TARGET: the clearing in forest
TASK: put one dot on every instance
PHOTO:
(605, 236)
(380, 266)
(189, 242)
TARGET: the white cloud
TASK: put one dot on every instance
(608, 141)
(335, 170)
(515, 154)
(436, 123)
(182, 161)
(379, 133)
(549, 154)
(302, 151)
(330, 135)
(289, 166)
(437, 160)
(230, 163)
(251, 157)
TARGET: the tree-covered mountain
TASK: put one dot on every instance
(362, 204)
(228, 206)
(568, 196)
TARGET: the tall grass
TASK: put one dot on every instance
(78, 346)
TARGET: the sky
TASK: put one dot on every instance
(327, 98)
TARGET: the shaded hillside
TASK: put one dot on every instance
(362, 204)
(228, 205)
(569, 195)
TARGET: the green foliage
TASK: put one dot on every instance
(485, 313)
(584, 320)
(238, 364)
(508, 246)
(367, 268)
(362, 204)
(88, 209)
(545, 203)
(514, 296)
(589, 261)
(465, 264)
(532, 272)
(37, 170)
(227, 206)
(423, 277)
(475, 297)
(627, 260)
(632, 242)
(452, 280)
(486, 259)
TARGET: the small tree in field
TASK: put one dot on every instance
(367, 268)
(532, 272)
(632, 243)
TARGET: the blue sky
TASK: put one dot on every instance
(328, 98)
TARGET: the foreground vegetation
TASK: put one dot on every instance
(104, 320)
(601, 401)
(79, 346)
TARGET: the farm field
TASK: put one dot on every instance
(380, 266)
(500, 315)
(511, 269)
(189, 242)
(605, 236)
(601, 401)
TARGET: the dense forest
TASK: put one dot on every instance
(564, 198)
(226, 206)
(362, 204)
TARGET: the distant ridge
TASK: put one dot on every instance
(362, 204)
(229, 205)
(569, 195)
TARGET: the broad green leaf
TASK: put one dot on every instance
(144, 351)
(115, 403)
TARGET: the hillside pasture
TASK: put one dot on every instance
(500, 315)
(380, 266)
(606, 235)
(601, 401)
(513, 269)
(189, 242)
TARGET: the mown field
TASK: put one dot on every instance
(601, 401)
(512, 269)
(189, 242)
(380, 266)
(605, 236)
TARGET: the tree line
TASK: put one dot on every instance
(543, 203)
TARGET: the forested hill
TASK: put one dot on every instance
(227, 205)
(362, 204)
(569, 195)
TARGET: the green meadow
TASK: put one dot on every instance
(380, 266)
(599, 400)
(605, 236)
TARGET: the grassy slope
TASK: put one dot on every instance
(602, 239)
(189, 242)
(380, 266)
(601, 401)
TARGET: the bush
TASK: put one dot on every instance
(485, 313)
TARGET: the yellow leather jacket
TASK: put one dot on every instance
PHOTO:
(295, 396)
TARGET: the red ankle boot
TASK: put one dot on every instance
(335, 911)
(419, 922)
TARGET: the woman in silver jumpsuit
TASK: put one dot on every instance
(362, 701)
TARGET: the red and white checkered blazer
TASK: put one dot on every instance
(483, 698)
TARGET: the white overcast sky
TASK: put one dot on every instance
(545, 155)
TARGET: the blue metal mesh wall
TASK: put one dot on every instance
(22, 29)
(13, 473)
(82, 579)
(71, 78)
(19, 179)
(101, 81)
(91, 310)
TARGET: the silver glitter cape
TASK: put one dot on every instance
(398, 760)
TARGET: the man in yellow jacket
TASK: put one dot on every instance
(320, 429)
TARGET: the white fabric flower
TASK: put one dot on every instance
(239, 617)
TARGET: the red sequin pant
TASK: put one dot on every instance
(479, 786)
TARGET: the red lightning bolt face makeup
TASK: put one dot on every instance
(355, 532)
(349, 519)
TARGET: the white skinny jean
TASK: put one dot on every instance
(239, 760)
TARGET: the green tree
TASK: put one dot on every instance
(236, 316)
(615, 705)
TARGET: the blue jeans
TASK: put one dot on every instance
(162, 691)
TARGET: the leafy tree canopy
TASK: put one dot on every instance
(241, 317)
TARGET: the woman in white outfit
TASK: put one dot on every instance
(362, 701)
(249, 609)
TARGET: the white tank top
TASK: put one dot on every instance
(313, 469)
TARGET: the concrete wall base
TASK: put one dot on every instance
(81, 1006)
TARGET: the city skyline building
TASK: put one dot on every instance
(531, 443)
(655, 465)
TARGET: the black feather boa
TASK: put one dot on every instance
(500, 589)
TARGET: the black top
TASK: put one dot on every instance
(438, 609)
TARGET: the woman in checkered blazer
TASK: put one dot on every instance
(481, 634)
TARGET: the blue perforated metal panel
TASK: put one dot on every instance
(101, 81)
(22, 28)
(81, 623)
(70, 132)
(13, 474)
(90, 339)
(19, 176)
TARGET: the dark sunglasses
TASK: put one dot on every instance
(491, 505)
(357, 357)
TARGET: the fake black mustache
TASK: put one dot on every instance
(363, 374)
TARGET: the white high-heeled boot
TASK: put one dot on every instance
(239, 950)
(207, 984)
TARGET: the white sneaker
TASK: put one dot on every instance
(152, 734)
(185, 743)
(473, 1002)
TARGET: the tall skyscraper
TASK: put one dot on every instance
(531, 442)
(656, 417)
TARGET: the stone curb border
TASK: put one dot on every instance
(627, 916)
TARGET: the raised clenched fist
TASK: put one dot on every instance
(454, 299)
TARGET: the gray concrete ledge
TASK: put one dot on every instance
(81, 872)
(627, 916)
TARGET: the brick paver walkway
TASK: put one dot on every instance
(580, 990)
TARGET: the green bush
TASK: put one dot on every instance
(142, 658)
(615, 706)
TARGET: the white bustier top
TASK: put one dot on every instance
•••••
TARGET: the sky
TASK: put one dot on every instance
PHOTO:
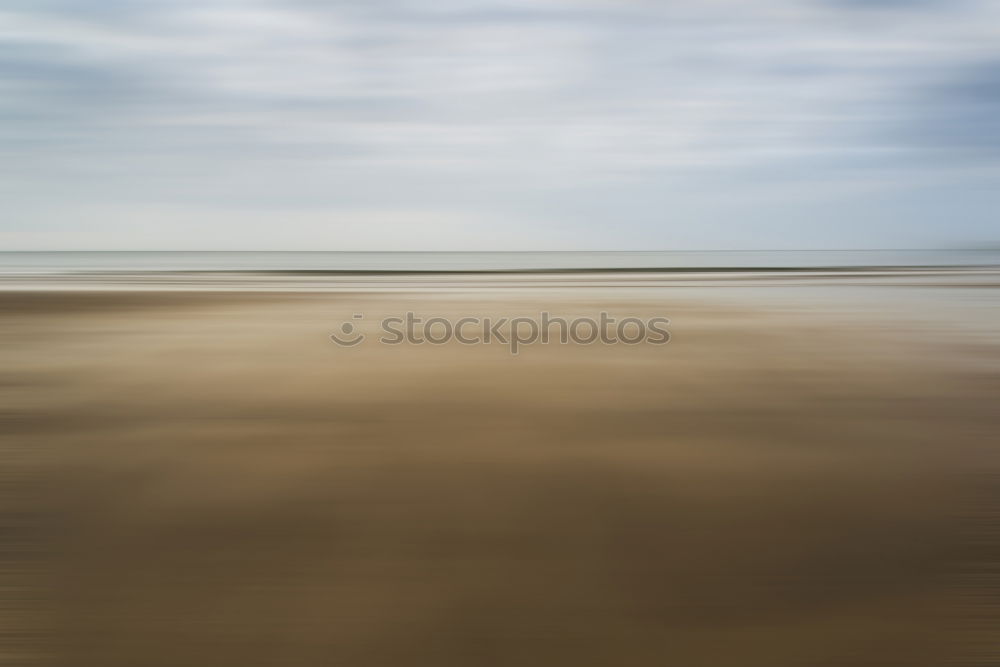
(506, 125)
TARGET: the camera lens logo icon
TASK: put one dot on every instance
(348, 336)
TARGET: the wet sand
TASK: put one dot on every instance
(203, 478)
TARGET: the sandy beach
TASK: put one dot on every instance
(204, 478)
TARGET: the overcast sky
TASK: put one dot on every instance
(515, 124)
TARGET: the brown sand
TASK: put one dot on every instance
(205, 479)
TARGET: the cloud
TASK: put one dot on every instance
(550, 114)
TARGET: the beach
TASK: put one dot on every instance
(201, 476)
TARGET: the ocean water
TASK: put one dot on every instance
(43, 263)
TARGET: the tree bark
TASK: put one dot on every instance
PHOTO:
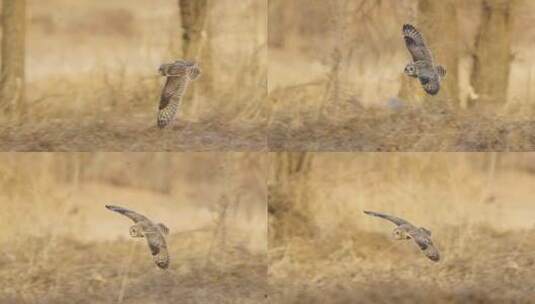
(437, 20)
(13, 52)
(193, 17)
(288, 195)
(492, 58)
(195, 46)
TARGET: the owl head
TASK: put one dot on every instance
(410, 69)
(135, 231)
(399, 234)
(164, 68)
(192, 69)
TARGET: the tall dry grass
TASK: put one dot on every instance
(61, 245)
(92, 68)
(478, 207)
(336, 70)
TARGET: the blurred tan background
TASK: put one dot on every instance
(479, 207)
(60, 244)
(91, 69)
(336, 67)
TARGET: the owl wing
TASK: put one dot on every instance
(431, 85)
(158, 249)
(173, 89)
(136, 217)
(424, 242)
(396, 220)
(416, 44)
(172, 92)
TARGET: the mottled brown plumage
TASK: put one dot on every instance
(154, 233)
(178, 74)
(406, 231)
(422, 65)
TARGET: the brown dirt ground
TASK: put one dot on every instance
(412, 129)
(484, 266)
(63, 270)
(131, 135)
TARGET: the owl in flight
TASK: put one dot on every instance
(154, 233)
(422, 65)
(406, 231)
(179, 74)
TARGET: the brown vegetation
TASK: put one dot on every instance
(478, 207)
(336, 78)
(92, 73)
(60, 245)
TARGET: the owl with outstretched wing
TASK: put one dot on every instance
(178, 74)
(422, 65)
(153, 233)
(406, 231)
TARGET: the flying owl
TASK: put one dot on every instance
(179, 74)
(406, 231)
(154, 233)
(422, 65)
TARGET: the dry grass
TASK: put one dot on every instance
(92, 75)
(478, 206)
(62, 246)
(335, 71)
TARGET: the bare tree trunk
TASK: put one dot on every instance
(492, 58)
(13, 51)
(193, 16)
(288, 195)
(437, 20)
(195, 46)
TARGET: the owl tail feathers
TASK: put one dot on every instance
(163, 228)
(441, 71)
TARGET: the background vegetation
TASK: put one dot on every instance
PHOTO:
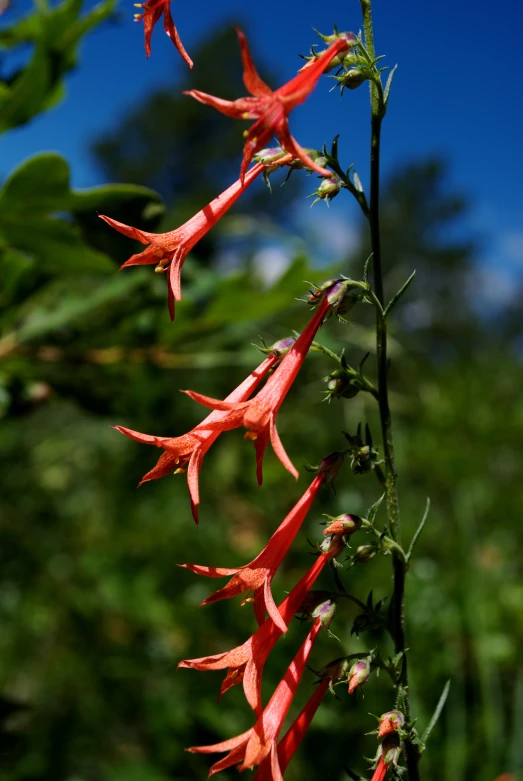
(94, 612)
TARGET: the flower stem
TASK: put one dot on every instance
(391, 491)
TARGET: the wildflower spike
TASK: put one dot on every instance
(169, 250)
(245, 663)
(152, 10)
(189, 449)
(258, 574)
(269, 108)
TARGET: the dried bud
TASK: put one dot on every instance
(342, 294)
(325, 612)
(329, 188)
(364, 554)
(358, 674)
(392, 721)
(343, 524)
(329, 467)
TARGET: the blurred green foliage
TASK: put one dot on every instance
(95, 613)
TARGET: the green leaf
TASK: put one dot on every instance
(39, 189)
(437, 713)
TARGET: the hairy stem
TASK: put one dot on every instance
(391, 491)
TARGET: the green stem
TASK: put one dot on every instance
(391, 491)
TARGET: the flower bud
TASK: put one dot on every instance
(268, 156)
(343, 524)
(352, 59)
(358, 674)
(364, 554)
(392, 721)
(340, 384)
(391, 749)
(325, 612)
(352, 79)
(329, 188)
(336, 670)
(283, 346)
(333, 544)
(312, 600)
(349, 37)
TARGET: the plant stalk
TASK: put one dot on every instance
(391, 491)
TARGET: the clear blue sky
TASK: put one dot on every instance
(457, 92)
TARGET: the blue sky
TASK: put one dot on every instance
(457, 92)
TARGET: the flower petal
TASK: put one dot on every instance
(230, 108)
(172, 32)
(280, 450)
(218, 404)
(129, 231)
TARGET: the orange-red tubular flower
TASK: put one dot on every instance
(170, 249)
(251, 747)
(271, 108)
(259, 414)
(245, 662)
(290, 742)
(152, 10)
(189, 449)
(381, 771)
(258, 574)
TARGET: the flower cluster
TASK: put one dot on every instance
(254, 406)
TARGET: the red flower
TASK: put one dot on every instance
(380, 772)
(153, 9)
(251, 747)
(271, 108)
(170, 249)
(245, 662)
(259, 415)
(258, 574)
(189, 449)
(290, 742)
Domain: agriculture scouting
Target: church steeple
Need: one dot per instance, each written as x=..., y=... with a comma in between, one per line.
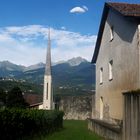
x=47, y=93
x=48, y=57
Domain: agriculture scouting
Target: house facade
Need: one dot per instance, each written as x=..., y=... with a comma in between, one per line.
•••••
What you need to do » Please pull out every line of the records that contains the string "hillside", matching case exactly, and list those lines as they appear.

Answer to the exercise »
TARGET: the shaded hillside
TARGET: the hillside pasture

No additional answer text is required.